Exercise goal: Would you transcribe the listing that follows, character for character, and omit its images?

Stored data
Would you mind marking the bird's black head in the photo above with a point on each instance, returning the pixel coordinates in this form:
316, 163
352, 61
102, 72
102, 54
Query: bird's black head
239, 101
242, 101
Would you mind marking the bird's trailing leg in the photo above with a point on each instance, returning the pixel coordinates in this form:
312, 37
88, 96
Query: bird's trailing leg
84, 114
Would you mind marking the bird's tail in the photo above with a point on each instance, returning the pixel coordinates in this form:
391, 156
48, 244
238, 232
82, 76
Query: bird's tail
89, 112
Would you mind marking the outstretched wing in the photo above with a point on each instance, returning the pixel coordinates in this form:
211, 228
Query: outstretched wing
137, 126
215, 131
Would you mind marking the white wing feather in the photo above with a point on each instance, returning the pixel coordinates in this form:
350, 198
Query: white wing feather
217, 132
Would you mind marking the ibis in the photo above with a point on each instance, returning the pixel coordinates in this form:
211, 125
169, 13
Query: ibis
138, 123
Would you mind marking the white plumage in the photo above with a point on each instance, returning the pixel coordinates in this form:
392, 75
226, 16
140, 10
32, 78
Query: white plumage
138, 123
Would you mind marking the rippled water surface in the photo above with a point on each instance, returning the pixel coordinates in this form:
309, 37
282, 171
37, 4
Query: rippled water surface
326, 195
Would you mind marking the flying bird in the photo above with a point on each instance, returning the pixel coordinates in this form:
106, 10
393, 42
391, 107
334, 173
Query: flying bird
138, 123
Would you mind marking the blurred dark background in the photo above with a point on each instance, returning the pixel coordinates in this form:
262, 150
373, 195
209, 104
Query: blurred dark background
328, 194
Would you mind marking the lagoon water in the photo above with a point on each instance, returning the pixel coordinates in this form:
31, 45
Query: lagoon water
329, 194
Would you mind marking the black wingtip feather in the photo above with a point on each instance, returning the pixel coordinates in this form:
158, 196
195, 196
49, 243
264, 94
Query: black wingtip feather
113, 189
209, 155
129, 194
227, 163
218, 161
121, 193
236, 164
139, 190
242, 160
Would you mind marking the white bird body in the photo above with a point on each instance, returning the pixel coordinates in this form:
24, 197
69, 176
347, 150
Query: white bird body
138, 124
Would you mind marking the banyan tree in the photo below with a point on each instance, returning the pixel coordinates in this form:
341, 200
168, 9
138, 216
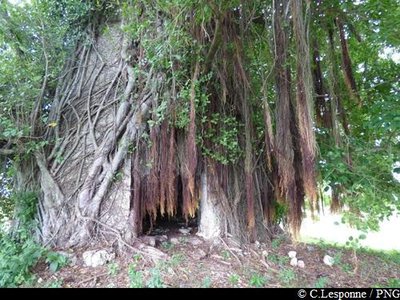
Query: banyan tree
203, 110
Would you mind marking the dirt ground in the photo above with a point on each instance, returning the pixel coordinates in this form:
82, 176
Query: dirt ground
192, 262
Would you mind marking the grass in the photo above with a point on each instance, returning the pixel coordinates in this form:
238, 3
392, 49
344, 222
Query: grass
287, 276
257, 280
321, 282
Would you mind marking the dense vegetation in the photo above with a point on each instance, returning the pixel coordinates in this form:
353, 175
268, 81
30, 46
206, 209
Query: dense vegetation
283, 105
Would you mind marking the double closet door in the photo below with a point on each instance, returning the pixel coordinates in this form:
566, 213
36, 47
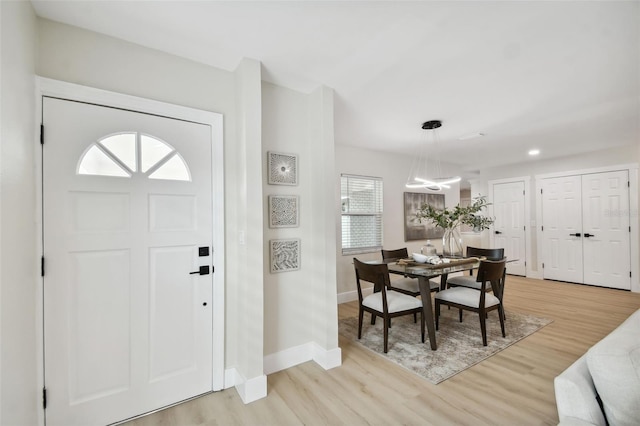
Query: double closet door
586, 229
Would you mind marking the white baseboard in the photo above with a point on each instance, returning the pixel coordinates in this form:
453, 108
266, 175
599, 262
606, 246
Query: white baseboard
230, 377
291, 357
536, 275
249, 390
326, 359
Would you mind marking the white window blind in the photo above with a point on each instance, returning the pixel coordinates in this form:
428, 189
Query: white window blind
361, 214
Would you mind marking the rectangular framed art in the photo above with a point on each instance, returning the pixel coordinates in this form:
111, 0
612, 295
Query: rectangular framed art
285, 255
413, 229
283, 211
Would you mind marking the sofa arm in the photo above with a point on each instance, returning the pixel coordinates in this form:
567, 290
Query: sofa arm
576, 396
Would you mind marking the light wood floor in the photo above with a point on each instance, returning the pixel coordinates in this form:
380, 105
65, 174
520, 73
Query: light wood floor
514, 387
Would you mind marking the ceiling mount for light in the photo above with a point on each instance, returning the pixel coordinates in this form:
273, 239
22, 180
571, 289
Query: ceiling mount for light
426, 171
430, 125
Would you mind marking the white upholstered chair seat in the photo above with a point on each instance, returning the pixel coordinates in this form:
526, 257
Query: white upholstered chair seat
465, 281
396, 302
411, 284
467, 297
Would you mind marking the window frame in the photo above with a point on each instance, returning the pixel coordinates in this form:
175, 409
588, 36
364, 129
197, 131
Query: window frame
377, 213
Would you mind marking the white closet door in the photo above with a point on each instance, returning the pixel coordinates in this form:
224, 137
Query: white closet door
605, 225
562, 226
508, 208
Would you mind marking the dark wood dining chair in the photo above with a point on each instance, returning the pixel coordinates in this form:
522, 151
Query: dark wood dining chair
384, 302
469, 280
480, 301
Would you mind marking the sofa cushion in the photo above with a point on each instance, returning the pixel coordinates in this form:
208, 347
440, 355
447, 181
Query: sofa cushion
576, 396
614, 364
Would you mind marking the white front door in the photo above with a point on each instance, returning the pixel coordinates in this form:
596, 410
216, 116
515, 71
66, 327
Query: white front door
127, 202
509, 227
562, 228
605, 225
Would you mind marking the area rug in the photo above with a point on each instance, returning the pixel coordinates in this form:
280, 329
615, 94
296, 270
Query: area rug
459, 343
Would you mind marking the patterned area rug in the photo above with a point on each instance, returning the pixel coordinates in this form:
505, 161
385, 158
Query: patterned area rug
459, 344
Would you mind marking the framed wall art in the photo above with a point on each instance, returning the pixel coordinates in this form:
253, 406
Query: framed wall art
414, 229
283, 168
285, 255
283, 211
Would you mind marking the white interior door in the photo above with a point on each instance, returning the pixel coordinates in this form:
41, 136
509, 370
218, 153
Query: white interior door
605, 225
127, 202
562, 226
509, 226
586, 229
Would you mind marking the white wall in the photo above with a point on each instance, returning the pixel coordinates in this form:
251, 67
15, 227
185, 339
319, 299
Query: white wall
394, 170
300, 306
18, 260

Answer for the task:
Would you mind marking the bird's black head in the photo above with a point on each instance, returning the pixel coordinates in this form:
316, 163
352, 61
102, 72
102, 54
Query: bird's black head
239, 101
242, 101
Would you mind marking the bird's trailing leg in the photo above with a point on each instance, returning the pixel coordinates in this form:
312, 37
88, 96
Query: bird's trailing leg
84, 114
Would you mind marking the bird's tail in the photo above with a point on each instance, returning the pixel coordinates in this form:
391, 156
48, 244
238, 232
82, 76
Query: bird's tail
89, 112
Would you mind marking the outstretched wing in the photo above with a point on each instance, returning the pixel coordinates in this form:
211, 228
Query: outstretched wing
137, 126
215, 131
Would you mind marking the white wing feather in the photo above with a point on each instance, returning the pixel coordinates in this form:
350, 198
Query: white wing feather
217, 132
Would you mind marking the ibis in the photo above with a point on each instance, returning the pixel coordinates in this form:
211, 125
169, 13
Query: ibis
138, 123
Would you mind marking the white plumage in the photo above with a point on each instance, returning the pixel coordinates in this form:
392, 75
226, 16
140, 10
32, 78
Query: white plumage
138, 123
Would you mind marking the rippled water surface in the photo above with a point on each instance, returning the pixel coordinates in this form:
309, 37
282, 171
37, 4
Query: rippled water surface
326, 195
Would you mind marking the flying bird in the photo above with a point on each instance, returning the pixel coordinates in this form:
106, 10
393, 42
391, 107
334, 173
Query: flying bird
138, 123
Would you mind marking the blurred dark background in the photo above with a point on each instance, returning the pixel coordinates in this form:
262, 150
373, 195
209, 104
Query: blurred dark background
328, 194
Would you mind marking the lagoon water in the photo above with a point on each instance, returning the pixel coordinates in this form:
31, 45
Query: lagoon water
329, 194
Would you mind marking the black wingtip feather in the photo above with a point on each instance, returning the pixel coordinates in this form:
158, 196
195, 196
49, 243
264, 94
Query: black wingtip feather
113, 189
209, 155
129, 194
227, 163
218, 161
121, 193
236, 164
139, 190
242, 160
Would you mind marking the white bird body in the photo above with a point on each instance, returning the pixel coordinates in this form:
24, 197
69, 176
347, 150
Query: white bird body
138, 124
Would you mind marking the banyan tree in the photo below with a point on each instance, returning the pixel coordinates in this form:
341, 200
168, 9
138, 216
Query: banyan tree
203, 110
Would you mind marking the dirt ground in the photo above with a point on each instance, returning the pixel coordinates in this form:
82, 176
Query: dirt ground
192, 262
Would you mind marking the grass in the photo above with a point on each instance, returning the pixel coordinates in this form:
238, 3
392, 49
344, 222
Query: grass
287, 276
257, 280
321, 282
Would you mind marking the dense vegetation in the photo above with a point on each instance, returning the pixel coordinates in this form:
353, 175
268, 81
30, 46
206, 209
Query: dense vegetation
283, 105
Would you mind marking the double closet door in the photo below with a point on each instance, returning the pixel coordinates in this form:
566, 213
36, 47
Query: double closet door
586, 229
Would you mind marking the white baseboard in the photo above with a point on each instance, returning the pixel coordinates in this form:
453, 108
266, 175
599, 262
606, 246
Query: white baseboard
230, 377
291, 357
536, 275
249, 390
326, 359
Would you mind marking the white window blind in the photo above with a point on each instance, returning the pixel coordinates in this form:
428, 189
Query: white window blind
361, 214
Would you mind marking the rectangular framed art in the photo above with a point on each instance, returning the pixel coordinates in this form:
111, 0
612, 295
Query: rectangular framed art
285, 255
413, 229
283, 211
Would you mind marking the sofa arm in the photo above with a point on each instance, returning the pixel coordinates in this form:
567, 290
Query: sofa arm
576, 396
Would you mind marking the light wood floor in the photo above with a point on each instance, returning the pixel coordinates in this form:
380, 105
65, 174
520, 73
Query: light wood floor
514, 387
Would you mind marking the ceiling mount for light in the photo above with a point on each instance, returning the pixel coordinates in this form:
273, 239
22, 180
571, 289
Query: ceiling mount for light
426, 171
430, 125
Would you mind marking the white upholstered chair seat in the photo above with a point on each instance, returning the pixel coordinates in this form:
526, 257
Query: white upholstered chair seat
465, 281
396, 302
411, 284
467, 297
Would you mind marking the window frame in the photo above with a point on each instance, returning the pixel coordinates in this form:
175, 409
588, 36
364, 129
197, 131
Query: window frame
377, 213
Would you mind marking the white closet door in the photo above with a point on each instance, returning the pixel coordinates in this form:
224, 137
Query: white closet door
605, 225
562, 226
508, 208
Would you mind marking the dark wood dining chair in the photo above with a point on each instance, returning the pixel coordinates in this form:
522, 151
Query: dark wood dining chair
384, 302
469, 280
480, 301
Would you mind marking the sofa cushion in the photo above with a point on each instance, returning the pixel coordinates in this form:
208, 347
440, 355
447, 181
Query: sofa cushion
576, 396
614, 364
Would you mind marking the white front door in the photo above with a point on each instance, returning the pixel coordinates in this form:
596, 410
216, 116
515, 71
66, 327
Query: white front door
127, 202
509, 227
562, 228
605, 225
Would you mind marking the area rug in the photo above with a point on each instance, returning the pixel coordinates in this form:
280, 329
615, 94
296, 270
Query: area rug
459, 343
Would you mind marking the patterned area rug in the photo above with a point on each instance, returning the pixel coordinates in this form:
505, 161
385, 158
Query: patterned area rug
459, 344
Would you mind marking the framed wall art in the photo above with a point on each instance, returning the pixel coordinates in this form:
253, 406
Query: framed wall art
414, 229
283, 168
285, 255
283, 211
Would you mind marking the white interior door in the photo above with a point on each instance, returning the pixel coordinates in this form:
41, 136
509, 370
218, 153
Query: white interior door
605, 225
127, 202
562, 226
509, 226
586, 229
Would you mind marking the white wall in the photo above with a point on each instance, returning the pixel coordinates in this form:
251, 67
15, 227
185, 339
319, 299
Query: white wall
394, 170
300, 306
18, 260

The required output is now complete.